• **What the task requires**: Reproduce word for word every line of the entries below, from the line containing "Pin every instance of the plant" through the final line, and nothing else.

Data items:

[Start of section]

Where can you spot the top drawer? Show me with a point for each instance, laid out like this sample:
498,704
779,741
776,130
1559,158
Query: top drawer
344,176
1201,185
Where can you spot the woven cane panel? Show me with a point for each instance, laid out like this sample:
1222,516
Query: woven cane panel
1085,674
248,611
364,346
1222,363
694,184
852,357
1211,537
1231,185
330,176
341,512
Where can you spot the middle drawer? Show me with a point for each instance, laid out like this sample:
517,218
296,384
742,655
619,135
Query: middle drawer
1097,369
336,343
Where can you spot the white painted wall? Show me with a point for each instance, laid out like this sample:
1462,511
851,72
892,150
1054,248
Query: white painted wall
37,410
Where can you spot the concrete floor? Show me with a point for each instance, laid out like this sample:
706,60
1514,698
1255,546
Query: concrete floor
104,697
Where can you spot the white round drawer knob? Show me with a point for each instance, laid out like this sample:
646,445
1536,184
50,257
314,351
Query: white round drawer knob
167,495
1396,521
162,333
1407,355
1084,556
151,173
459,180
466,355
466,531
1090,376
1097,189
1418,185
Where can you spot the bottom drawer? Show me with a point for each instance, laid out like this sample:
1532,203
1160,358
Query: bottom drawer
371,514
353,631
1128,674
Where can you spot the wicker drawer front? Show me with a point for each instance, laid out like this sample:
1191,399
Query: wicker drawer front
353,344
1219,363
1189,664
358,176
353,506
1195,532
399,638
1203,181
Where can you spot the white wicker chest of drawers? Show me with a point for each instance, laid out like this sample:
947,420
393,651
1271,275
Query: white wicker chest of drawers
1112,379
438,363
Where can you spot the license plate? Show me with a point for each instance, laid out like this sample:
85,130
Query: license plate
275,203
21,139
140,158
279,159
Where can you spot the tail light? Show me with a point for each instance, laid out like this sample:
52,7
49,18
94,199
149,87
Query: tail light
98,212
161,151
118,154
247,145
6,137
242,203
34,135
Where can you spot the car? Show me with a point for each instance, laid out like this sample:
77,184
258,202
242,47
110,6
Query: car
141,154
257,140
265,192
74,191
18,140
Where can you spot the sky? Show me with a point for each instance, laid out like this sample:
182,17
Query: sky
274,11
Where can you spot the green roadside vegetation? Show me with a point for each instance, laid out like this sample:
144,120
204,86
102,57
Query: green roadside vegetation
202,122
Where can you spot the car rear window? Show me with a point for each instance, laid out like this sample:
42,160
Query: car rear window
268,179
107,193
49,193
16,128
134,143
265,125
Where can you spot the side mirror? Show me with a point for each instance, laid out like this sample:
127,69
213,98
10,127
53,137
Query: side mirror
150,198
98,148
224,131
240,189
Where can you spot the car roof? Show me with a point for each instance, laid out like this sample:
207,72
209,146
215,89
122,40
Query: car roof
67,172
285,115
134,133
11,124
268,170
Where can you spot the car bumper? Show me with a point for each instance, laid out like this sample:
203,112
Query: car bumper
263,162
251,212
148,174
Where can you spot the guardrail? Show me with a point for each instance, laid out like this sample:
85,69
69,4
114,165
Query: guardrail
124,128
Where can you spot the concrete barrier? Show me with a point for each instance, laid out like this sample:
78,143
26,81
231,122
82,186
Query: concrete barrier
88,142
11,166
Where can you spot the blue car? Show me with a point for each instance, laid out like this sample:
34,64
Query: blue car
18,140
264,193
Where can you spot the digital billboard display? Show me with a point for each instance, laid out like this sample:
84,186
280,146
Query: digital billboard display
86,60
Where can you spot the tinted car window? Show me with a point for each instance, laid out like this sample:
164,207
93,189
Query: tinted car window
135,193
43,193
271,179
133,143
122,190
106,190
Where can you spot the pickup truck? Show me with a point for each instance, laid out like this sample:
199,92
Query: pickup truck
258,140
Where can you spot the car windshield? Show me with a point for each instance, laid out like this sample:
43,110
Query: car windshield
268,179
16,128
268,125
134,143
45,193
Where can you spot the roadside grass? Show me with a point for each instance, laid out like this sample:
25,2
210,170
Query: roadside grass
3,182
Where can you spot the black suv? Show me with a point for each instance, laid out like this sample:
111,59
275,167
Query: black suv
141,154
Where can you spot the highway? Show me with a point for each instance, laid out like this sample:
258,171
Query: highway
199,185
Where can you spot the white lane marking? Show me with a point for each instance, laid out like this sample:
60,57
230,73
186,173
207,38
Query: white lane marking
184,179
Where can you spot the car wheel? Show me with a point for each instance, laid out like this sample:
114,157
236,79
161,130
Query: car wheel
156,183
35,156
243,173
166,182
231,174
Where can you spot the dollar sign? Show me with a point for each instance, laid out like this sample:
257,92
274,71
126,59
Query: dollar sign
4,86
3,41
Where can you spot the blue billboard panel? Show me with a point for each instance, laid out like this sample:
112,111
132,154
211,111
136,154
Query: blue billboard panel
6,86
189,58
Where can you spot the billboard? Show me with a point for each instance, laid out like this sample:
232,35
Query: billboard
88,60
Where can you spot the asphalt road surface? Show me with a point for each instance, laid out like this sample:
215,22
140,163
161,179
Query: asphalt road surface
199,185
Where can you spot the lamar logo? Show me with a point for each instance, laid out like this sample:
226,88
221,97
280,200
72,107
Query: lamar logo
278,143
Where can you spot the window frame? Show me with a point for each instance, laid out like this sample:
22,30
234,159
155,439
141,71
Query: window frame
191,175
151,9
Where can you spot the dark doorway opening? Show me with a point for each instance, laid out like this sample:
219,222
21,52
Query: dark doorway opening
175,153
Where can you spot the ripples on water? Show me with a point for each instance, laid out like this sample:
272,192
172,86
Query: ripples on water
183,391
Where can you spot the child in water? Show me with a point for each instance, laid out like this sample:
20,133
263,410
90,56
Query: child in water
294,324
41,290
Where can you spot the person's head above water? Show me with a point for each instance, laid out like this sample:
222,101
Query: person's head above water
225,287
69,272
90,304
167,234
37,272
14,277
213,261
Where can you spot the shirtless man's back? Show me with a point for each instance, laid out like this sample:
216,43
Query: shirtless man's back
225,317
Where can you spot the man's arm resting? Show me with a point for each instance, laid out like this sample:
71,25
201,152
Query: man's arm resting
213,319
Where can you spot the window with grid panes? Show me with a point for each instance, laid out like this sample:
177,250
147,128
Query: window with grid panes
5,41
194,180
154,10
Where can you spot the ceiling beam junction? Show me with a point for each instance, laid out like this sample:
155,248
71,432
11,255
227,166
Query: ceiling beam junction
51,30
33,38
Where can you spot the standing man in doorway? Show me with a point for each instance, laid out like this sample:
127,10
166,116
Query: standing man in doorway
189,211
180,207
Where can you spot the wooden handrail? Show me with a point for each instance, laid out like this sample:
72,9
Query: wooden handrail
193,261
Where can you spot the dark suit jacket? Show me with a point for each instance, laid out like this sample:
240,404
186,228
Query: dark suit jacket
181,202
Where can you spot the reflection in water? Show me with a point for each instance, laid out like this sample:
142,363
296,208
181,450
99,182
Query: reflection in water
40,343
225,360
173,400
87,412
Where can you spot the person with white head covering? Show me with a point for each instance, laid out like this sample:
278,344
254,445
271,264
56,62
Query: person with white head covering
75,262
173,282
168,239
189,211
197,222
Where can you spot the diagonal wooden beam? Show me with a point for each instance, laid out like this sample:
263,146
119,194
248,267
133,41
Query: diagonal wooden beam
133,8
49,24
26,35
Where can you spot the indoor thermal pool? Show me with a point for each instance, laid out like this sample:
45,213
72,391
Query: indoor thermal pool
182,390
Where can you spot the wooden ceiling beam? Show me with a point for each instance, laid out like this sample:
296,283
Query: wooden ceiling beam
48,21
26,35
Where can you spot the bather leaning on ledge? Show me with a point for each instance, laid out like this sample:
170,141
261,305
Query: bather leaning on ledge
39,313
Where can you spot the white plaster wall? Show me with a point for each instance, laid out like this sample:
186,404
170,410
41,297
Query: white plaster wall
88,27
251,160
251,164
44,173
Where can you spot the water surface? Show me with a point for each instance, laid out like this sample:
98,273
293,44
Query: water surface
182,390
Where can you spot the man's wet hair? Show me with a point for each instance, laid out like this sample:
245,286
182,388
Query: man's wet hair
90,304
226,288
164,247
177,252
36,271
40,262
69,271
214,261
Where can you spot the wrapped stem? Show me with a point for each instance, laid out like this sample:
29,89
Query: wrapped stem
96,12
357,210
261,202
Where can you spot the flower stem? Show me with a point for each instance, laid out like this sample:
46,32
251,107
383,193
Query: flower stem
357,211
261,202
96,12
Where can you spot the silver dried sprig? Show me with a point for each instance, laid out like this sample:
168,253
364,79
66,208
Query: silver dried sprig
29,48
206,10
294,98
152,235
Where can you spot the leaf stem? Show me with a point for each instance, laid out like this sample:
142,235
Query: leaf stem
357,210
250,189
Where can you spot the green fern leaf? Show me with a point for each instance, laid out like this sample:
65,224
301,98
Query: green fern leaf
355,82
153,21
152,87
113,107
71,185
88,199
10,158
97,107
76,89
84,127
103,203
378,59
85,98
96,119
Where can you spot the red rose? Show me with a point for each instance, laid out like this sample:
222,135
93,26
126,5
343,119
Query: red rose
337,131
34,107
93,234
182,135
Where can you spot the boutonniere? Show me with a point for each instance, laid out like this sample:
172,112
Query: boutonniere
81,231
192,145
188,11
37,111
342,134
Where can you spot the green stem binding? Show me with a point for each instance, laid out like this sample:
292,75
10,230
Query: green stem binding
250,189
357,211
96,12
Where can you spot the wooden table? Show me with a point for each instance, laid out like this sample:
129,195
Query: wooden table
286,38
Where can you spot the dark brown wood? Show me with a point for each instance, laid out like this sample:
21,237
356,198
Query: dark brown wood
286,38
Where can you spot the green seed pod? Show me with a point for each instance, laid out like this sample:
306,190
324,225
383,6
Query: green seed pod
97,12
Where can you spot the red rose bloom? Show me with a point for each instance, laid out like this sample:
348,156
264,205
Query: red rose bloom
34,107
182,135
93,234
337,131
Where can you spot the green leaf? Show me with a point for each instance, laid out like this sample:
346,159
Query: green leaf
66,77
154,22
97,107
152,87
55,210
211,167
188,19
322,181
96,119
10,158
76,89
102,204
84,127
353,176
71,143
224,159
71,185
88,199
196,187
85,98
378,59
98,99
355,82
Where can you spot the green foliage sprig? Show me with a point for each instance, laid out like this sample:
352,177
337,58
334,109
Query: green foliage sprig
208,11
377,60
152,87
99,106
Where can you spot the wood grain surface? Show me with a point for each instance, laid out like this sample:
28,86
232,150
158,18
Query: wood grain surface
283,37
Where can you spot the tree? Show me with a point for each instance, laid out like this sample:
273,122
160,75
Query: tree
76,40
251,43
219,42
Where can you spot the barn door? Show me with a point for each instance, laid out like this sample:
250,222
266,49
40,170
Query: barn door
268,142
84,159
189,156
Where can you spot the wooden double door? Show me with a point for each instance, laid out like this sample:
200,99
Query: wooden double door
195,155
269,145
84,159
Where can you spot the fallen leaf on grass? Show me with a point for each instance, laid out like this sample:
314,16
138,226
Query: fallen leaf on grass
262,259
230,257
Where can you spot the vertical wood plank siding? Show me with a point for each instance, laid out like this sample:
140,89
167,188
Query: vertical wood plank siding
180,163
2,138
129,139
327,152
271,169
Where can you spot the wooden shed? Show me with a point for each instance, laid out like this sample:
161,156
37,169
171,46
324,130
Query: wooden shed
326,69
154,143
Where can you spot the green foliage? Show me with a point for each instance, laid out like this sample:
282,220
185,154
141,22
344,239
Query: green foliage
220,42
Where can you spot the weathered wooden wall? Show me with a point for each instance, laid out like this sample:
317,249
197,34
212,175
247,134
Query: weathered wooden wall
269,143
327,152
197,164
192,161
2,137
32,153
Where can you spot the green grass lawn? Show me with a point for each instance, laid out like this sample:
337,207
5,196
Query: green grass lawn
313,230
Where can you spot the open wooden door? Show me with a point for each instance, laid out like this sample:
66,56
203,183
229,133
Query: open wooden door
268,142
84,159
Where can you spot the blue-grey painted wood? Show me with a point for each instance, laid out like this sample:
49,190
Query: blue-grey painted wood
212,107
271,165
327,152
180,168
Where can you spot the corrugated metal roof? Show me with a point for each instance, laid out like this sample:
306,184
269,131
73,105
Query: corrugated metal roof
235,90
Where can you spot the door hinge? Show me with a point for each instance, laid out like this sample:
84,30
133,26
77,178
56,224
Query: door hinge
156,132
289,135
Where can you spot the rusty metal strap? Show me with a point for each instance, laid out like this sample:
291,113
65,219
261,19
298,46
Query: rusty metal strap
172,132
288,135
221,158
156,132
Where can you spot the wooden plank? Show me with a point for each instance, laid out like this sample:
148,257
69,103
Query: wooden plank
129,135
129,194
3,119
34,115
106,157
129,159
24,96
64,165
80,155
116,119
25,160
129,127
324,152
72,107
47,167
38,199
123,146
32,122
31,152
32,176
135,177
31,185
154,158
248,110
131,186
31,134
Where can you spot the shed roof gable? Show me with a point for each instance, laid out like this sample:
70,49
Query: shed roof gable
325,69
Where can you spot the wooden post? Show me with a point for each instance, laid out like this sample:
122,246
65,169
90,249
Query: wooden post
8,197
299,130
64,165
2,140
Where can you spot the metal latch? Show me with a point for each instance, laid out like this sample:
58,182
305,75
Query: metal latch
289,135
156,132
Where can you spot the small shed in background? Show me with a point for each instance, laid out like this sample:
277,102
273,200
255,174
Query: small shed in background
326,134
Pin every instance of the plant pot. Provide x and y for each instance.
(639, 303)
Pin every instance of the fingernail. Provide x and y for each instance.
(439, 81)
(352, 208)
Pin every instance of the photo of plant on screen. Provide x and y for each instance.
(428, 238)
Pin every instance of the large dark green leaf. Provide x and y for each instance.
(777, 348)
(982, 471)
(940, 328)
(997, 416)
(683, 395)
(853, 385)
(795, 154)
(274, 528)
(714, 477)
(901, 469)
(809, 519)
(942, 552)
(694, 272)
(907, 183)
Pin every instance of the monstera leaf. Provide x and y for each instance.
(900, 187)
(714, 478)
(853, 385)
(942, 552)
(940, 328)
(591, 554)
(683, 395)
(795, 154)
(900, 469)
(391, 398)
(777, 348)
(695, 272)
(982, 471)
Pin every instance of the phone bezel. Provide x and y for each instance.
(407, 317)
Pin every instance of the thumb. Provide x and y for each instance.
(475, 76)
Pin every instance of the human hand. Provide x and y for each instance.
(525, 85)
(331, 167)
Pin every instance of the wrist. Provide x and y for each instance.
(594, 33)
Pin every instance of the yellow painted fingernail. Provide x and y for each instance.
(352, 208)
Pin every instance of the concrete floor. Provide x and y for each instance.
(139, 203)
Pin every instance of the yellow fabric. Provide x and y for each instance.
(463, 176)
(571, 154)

[End of section]

• **Result**:
Pin every instance of the plant pot. Provide x and y for each instance.
(639, 303)
Pin every instance of the fingernail. Provide x and y for each instance.
(439, 81)
(352, 208)
Pin every instance of the photo of plant on screen. Provide x and y for each instance.
(428, 238)
Pin every instance of the large dark green leaf. Provide x and y for each instance.
(777, 348)
(982, 471)
(940, 328)
(997, 416)
(683, 395)
(853, 385)
(795, 154)
(274, 528)
(714, 477)
(901, 469)
(809, 519)
(942, 552)
(694, 272)
(907, 183)
Pin every instance of the monstera leaf. Provide x and y for each instance.
(900, 187)
(714, 478)
(853, 385)
(942, 552)
(940, 328)
(591, 554)
(683, 395)
(795, 154)
(900, 469)
(391, 398)
(777, 348)
(695, 272)
(982, 471)
Pin every instance of the phone bezel. Provide x and y for each instance.
(407, 317)
Pin every instance of the thumb. Provide x and y for each instance.
(475, 76)
Pin every instance of the human hand. Provide x and y for each instance.
(525, 85)
(331, 167)
Pin every instance of the wrist. Provide x and y for each instance.
(594, 33)
Pin every instance of the yellow painted fingernail. Provide x and y for each instance.
(352, 208)
Pin every instance of the concrete floor. Provide x and y for each instance.
(139, 203)
Pin every instance of the yellow fabric. Provide x and y for each instance.
(463, 176)
(571, 154)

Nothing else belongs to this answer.